頁面節錄:
採訪這天,問他從小就這樣老氣橫秋嗎?「有一點吧。應該說,如果我從小孩子給人一種稱之為老靈魂的印象的話,那則是來自爸爸非常儒家,用這樣的方式來教導我們接人接物,而媽媽是虔誠的基督教徒,我們吃飯、睡覺都要禱告,一家幾個兄弟姊妹從小被媽媽帶去教堂,聽了許多《聖經》故事,天使啊、魔鬼的故事。那是一個沒有電視機的年代,所以我就常常站在我們屏東鄉下那個日本房子的大院子,呆望天空,會去想我是誰?我從哪裏來,我來這個世上是來做什麼的問題。」

金士傑的父親金英是空軍教官,他自幼與父母在屏東長大。不像臺北眷村擁擠而犬牙交錯,他說老家是有庭院有大樹的獨棟官舍,印象中,父親假日會騎單車載他去電影院,回程路上哼著京劇,童年回憶美好而幸福,但生命中有一個落淚經驗讓他永難忘懷:「我們三四個兄弟姊妹圍坐在榻榻米,聽爸爸講電影《苦兒流浪記》的劇情。爸爸講那個小孩子有多可憐,哇, 離開家,在外面吃苦,沒得吃,沒得睡,沒得喝,我聽著聽著,鼻子好酸,有一種異樣的感覺,但覺得現在不適合做任何奇怪的事情,就忍著忍著,突然間,哥哥指著我嚷起來『哭了,他在哭了』,我抹著淚,說『沒有,我才沒哭』,那一刻我才發現啊好奇怪啊,怎麼會在人前掉淚呢,這是不很失態了?就好像突然發現自己沒有穿衣服,在別人面前站著那種感覺,哎呦怎麼會這樣子。」

擁有老靈魂的小孩子不是為了自己挨餓、跌倒而哭,而是有人受苦而哭,可小孩子畢竟是小孩子,看哥哥考聯考,讀書讀到三更半夜,覺得那個日子過得太苦了,選擇了屏東農專畜牧科,畢業後去台南牧場養豬養牛,母牛難產了,他就會坐牛媽媽屁股後面,好整以暇一邊看書,一邊等接生。文藝青年始終覺得生活在他方,工作一年半後,覺得對父母有了交代,二話不說就上了臺北。

所以那時候就上來演舞台劇啦?「不,我要搞電影,我上臺北是來當黑澤明的。 那時候《新潮文庫》出了一本黑澤明講電影的書,他把電影方方面面解釋好仔細,講畫面構圖、講人物動作,哇,好吸引人、好偉大,看完我才懂,原來電影是全方面的藝術,原來電影語言背後藏了這麼多感情的奧秘,背後是創作者對人世間的思考,那時候,黑澤明三個字對我而言,幾乎可以跟宗教媲美了,它是一個幾乎你要為之生,為之死的名字, 它點燃了你的生命,你本來只是一個普通人,活在肉身當中,但你突然長了一個神仙的眼睛。」

1974年,沒看過黑澤明任何一部電影的文藝青年來到臺北,一方面在地毯店當打零工,一方面在臺映試片間,看伯格曼、看小津安二郎,當然也看黑澤明。

原始紀錄:
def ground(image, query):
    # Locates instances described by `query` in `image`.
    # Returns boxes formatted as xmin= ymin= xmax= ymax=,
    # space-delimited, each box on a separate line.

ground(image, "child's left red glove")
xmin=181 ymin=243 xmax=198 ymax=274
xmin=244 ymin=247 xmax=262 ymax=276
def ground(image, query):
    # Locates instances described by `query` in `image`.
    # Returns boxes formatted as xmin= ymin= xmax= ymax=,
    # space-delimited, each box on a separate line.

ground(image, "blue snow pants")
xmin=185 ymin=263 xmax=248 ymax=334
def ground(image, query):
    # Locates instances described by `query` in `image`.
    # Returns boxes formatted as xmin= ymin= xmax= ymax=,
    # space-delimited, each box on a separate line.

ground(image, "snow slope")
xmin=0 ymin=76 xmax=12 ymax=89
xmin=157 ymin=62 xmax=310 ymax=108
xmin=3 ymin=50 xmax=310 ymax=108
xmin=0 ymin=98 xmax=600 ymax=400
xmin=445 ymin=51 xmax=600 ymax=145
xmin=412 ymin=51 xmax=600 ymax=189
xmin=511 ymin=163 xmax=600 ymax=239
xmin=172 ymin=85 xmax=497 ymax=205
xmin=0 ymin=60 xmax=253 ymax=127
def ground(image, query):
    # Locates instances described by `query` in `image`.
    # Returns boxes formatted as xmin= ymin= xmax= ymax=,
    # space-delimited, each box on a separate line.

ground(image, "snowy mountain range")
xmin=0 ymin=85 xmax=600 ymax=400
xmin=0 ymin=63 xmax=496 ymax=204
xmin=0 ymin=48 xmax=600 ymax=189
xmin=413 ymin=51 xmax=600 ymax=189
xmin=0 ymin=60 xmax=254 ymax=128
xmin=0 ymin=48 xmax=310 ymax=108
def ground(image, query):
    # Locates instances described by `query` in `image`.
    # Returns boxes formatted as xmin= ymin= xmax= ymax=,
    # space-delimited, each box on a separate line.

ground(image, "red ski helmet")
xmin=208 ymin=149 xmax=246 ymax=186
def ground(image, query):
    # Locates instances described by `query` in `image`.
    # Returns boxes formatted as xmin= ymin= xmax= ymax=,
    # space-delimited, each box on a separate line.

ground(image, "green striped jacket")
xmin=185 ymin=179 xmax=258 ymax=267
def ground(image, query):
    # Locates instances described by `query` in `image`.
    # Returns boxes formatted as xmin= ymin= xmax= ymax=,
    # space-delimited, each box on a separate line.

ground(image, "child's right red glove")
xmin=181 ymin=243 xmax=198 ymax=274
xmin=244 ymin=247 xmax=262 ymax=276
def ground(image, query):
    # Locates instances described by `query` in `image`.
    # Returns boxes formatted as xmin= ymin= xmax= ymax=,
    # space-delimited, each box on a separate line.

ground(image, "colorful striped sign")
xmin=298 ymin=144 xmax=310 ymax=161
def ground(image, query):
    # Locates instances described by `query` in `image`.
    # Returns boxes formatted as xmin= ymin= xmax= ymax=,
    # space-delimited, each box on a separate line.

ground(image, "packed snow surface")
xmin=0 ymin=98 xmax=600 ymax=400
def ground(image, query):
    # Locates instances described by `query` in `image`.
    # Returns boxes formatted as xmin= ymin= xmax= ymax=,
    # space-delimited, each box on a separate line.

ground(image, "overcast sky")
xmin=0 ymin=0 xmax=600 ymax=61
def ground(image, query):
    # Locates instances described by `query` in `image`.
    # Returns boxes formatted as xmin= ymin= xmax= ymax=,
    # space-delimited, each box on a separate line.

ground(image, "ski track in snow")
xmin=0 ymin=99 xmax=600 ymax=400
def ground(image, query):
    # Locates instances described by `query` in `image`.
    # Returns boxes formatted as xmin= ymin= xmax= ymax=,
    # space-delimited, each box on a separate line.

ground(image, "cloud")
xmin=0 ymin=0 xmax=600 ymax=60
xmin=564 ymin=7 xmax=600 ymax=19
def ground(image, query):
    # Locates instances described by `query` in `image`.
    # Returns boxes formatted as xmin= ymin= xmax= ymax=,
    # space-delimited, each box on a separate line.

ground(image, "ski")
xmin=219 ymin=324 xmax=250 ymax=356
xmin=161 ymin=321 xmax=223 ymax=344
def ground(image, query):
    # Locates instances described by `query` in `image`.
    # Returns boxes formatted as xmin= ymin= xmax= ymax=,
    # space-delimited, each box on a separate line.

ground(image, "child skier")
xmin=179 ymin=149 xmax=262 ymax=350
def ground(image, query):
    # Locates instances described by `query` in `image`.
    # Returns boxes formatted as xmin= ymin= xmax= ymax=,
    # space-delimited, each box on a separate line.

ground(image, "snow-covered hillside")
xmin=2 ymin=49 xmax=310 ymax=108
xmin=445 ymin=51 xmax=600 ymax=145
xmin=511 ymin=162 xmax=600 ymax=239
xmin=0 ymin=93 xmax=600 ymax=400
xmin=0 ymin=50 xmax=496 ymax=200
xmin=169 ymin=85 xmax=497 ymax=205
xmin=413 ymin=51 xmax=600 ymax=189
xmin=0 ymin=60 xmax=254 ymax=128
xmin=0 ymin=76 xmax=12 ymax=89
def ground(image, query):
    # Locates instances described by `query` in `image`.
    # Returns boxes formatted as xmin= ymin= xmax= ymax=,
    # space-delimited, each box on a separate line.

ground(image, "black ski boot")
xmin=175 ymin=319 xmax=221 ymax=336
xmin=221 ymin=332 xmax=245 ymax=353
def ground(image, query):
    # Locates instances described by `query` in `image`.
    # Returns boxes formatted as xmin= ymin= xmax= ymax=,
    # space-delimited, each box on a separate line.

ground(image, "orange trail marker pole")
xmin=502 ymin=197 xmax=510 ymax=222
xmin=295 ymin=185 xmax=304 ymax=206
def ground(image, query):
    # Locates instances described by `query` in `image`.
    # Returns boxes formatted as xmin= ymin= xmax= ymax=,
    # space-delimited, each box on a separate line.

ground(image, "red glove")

必辦事項:
1. 請將金士傑訪談節錄中的下列句子譯為英文:「文藝青年始終覺得生活在他方,工作一年半後,覺得對父母有了交代,二話不說就上了臺北。」
2. 請以兩句話概述金士傑訪談節錄的內容。
3. 請從金士傑訪談節錄的最後一句之後接續寫下去。

依序產出:
1. The literary young man had always felt that life was elsewhere; after working for a year and a half, feeling he had done right by his parents, he left for Taipei without a second word.

2. 金士傑的父親是空軍教官,他自幼在屏東長大,父親以儒家方式教導待人接物,母親則是虔誠的基督教徒,常帶子女上教堂,因此他從小給人老靈魂的印象。他畢業於屏東農專畜牧科,在台南牧場工作一年半後北上臺北,一心要拍電影、成為黑澤明,並於1974年一面在地毯店打零工,一面在臺映試片間觀看伯格曼、小津安二郎與黑澤明的電影。

3.
身旁友人覺得他寡言,但一張口講話又特別有意思,推薦他去基督教藝術團契演戲,他起先演個村民戊,未料存在感太強,導演又分派演個小官吏,演著演著,從龍套演成要角,演著演著,從舞台劇演到電影,他在王菊金的《六朝怪談》和丁善璽的軍教片擔綱演出,演著演著,他變成劇場負責人,1980年,他將耕莘實驗劇場改名為蘭陵劇坊。杜可風、李國修、李天柱、趙志強、游安順,年輕演員來來去去,就是一個時代的風起雲湧,1991年,蘭陵解散,解散的散,也是開枝散葉的散。李永豐的紙風車、劉靜敏(後改名劉若瑀)的優劇團、李國修的表演工作坊,台灣當代具有影響力的劇團,都是這些從蘭陵出身的學員開創。

蘭陵解散的原因是養不起這樣多人,「我在蘭陵的第一天,杜可風、劉靜敏,跟我差不多歲數。劇團也有剛從大學畢業沒幾年,快30歲的年輕人,在這個歲數的人,照理講應該拚命在社會上打拚,但是我們竟然去搞劇團,花了1、2年在那邊耗,我們會不會太沒有作為?是不是沒有欲望到是不是有點浪費時間?膽子真大吶。我們能夠給對方的酬勞極低沒有辦法養活你 所以每個人都要兼差做自己的工作。」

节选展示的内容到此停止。